▸ Page excerpt:
----------
MCE CEO speaks out against the Gibraltar regulator, outlines next steps

He recounts his experience of "corruption, coercion, cover-ups and… plain lies."

MCE CEO speaks out against the Gibraltar regulator, outlines next steps

Insurance News

By Mia Wallace

“The past 14 months have been an incredible insight into the innermost workings and culture of Gibraltar,” noted Julian Edwards, CEO of MCE Insurance, and MCE Insurance Company (now Green Realisations No 123 or GR). MCE Insurance Company made headlines earlier this week when the Gibraltar Financial Services Commission (GFSC) announced that the firm - which sold motorbike and car insurance to clients in the UK and Ireland - has entered into administration.

The move by Gibraltar’s regulator has been condemned by Edwards as not being in the best interests of policyholders or claimants and he noted that, upon taking advice, MCE strongly believes that the GFSC has acted negligently and in bad faith.

“I have independent witnesses to documented lies from the GFSC,” he said. “I have found myself speechless on a large number of occasions as these aren’t small fabs, they’re material lies that have led to a cessation order which, in turn, has led to the complete restructuring of the business where a high number of jobs have been placed at risk of redundancy. We’re in a consultation period on that now. But it’s not only the people who work for me that are being affected – MCE has a huge value chain… so undoubtedly some business partners of MCE are going through a similar process now.”

Examining the timeline of what has occurred, Edwards stated that MCE had been working on transitioning its portfolio out of Gibraltar into a UK carrier and set up its plans to do so transparently. The GFSC are aware that on the week leading up to 05 November, MCE expected to sign a new capacity provider the following week. The company had a go-live date of either the first of December 2021 or the first of January 2022 – a mere matter of weeks, he said.
----------
▸ Source excerpt:
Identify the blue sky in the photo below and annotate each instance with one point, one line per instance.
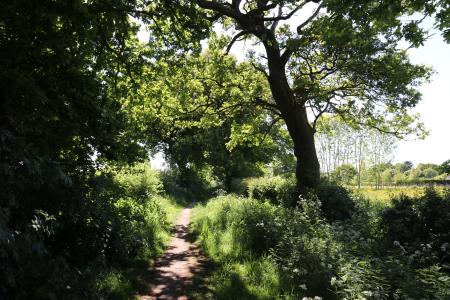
(434, 107)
----------
▸ Instruction: Please reproduce, word for word, the passage of the MCE Insurance article above that opens with the words containing "Insurance News" and closes with "entered into administration.".

▸ In response:
Insurance News

By Mia Wallace

“The past 14 months have been an incredible insight into the innermost workings and culture of Gibraltar,” noted Julian Edwards, CEO of MCE Insurance, and MCE Insurance Company (now Green Realisations No 123 or GR). MCE Insurance Company made headlines earlier this week when the Gibraltar Financial Services Commission (GFSC) announced that the firm - which sold motorbike and car insurance to clients in the UK and Ireland - has entered into administration.